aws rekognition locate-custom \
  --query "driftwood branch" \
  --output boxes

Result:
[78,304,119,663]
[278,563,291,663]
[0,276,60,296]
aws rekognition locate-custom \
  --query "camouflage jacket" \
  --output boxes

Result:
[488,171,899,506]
───
TASK PROMPT -> Every line of the entries above that includes "query" should be copied.

TASK SOLUTION ->
  --query "driftwood branch" \
  --query "camouflage jacket" \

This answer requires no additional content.